## REQUIREMENT
Filter the records below and copy each line containing the word "sweatshirt".

## RECORDS SHOWN
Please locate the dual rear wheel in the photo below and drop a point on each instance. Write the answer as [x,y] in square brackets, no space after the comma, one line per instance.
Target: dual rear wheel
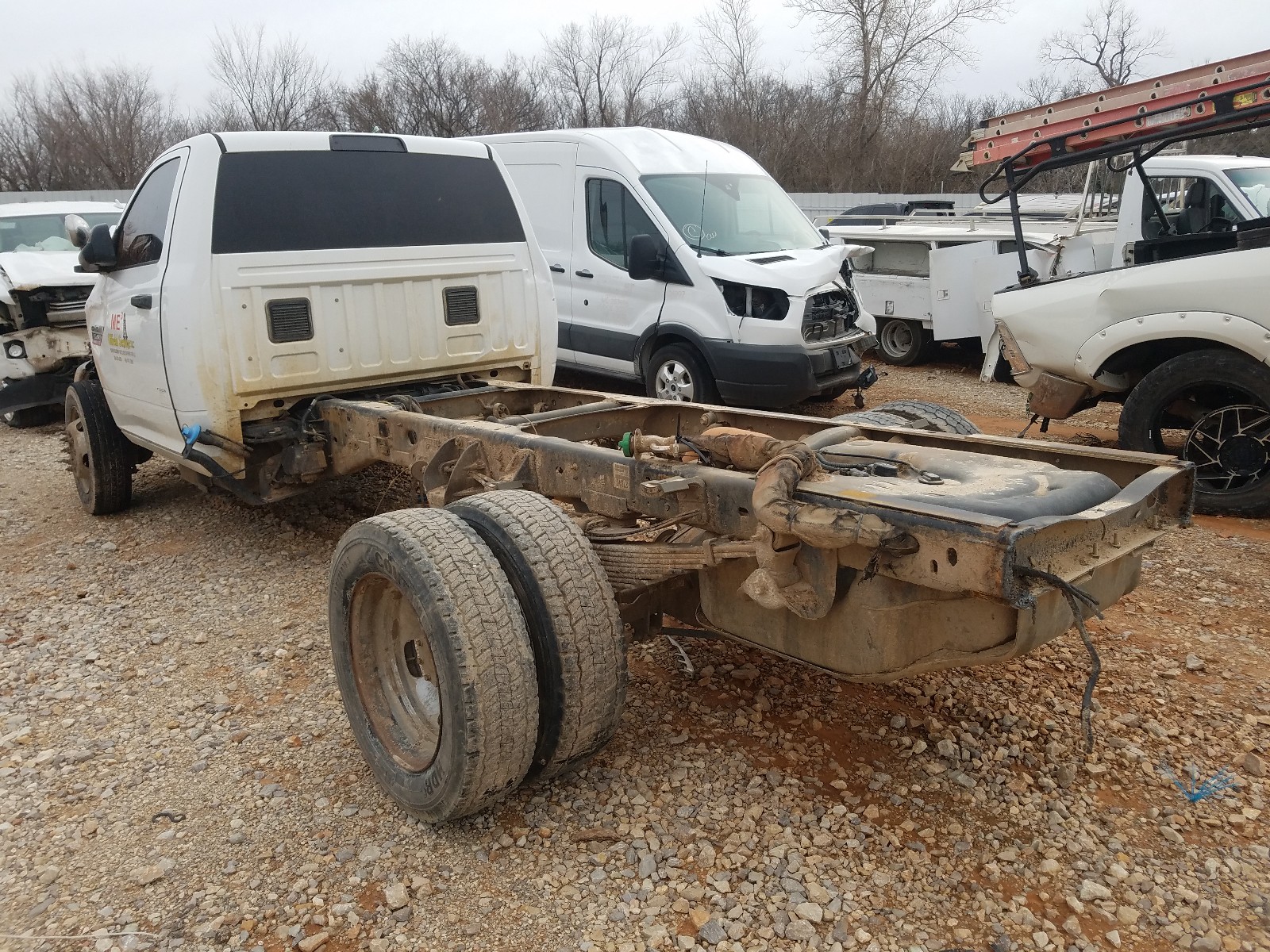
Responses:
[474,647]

---

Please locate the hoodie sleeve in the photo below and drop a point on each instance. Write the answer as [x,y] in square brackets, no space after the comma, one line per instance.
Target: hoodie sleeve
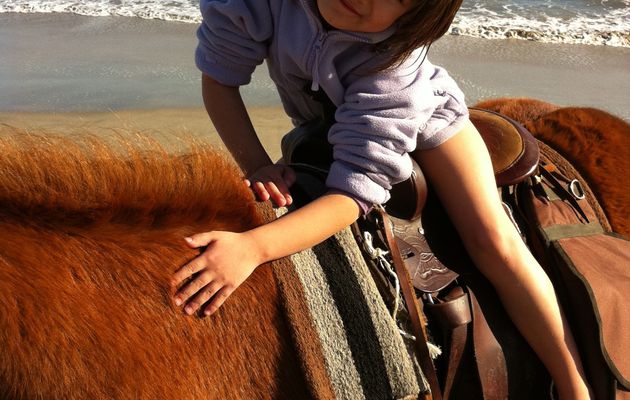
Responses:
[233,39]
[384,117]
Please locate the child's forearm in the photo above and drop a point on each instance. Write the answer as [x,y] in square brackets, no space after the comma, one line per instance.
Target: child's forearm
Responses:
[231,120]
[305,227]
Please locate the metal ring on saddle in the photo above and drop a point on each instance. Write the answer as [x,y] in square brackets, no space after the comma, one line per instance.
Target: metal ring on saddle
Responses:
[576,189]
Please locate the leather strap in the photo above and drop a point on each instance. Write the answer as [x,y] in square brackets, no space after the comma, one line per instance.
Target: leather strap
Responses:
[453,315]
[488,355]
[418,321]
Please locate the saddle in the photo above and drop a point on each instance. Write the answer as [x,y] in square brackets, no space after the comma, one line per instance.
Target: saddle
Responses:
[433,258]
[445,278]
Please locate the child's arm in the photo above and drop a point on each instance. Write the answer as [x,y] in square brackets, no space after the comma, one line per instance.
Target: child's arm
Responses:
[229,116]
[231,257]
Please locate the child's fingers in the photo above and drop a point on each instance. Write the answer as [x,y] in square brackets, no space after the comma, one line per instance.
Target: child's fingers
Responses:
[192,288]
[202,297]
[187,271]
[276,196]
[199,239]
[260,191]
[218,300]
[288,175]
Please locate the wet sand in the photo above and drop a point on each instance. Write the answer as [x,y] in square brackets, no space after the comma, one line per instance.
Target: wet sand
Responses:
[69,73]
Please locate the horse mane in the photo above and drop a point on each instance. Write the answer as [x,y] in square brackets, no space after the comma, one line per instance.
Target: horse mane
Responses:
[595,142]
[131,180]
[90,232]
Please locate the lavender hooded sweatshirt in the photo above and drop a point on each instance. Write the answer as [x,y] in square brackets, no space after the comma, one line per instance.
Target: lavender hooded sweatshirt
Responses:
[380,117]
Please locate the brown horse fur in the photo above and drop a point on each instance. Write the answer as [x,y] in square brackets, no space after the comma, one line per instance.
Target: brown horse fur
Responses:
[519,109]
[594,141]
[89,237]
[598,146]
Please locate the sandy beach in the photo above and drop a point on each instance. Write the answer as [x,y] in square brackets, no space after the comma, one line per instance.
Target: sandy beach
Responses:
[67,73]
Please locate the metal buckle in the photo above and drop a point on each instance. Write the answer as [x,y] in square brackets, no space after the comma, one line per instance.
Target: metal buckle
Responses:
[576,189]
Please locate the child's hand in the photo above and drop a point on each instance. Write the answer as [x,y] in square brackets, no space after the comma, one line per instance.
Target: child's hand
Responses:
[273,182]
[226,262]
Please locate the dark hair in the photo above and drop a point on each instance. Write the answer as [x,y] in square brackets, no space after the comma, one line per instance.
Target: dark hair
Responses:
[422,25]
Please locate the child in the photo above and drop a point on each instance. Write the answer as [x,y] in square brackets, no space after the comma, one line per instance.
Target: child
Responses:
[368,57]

## COMPLETE ANSWER
Please locate the lavender hooded sweatshirt in the photo above and drop a point on each instance. Write the answer as [x,y] in square brackets, no space after the comma, one line per instance.
Target: lavender hooded sweatshirt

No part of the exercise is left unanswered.